Passage du texte:
Pas de dossier dans ce numéro de « Bifrost Spécial Fictions », mais six nouvelles. Trois écrites par des femmes, trois par des hommes. Trois d’auteurs français et trois traduites de l’américain. Ce « Bifrost » est placé sous le signe de la parité.



Première escale : la plus longue nouvelle au sommaire et la plus marquante “Deux vérités, un mensonge” de Sarah Pinsker, quasi une inconnue par chez nous. La découverte n’en est que plus belle. L’étrange émission de télévision de l’oncle Bob revient à la mémoire de Stella. À présent adulte, elle comprend d’autant mieux la bizarrerie de ce qui s’y passait et les drôles d’histoires qu’il y contait en présence d’enfants jouant sur le plateau.

Travail demandé:
1. D'après le passage sur Bifrost, combien de nouvelles ce numéro contient-il ?
2. Énumérez toutes les personnes nommées dans le passage sur Bifrost.
3. Reproduisez le passage sur Bifrost en commençant à « Pas de dossier » et en terminant à « sur le plateau. ».
Le matériel n'est pas nécessaire pour réaliser ce travail.

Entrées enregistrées
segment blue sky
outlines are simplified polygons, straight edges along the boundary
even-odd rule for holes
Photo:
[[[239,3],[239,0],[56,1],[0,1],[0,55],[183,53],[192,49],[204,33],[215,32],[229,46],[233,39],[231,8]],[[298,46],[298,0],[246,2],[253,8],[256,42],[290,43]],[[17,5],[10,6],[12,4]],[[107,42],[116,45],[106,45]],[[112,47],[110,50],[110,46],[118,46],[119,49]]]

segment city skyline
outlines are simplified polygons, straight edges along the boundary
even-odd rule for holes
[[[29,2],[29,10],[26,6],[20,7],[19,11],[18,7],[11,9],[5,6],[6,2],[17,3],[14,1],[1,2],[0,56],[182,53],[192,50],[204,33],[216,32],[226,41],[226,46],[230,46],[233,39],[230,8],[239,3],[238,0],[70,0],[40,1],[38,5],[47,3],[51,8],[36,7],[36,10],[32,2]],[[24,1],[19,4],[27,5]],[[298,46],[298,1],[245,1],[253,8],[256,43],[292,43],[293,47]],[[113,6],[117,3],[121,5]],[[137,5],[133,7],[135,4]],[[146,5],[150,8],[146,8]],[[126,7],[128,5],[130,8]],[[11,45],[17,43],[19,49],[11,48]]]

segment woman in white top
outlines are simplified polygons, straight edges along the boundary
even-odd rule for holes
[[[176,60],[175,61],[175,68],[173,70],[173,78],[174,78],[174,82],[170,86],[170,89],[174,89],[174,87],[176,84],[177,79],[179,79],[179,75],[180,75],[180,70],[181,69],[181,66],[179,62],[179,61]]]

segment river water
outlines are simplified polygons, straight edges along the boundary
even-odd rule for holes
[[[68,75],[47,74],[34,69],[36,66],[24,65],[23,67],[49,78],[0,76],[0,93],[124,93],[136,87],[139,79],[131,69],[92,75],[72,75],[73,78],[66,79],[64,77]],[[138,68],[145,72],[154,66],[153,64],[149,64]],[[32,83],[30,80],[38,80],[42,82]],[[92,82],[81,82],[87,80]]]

Réponses par point:
1. Six nouvelles.

2. Sarah Pinsker, l'oncle Bob, Stella

3.
Pas de dossier dans ce numéro de « Bifrost Spécial Fictions », mais six nouvelles. Trois écrites par des femmes, trois par des hommes. Trois d’auteurs français et trois traduites de l’américain. Ce « Bifrost » est placé sous le signe de la parité.



Première escale : la plus longue nouvelle au sommaire et la plus marquante “Deux vérités, un mensonge” de Sarah Pinsker, quasi une inconnue par chez nous. La découverte n’en est que plus belle. L’étrange émission de télévision de l’oncle Bob revient à la mémoire de Stella. À présent adulte, elle comprend d’autant mieux la bizarrerie de ce qui s’y passait et les drôles d’histoires qu’il y contait en présence d’enfants jouant sur le plateau.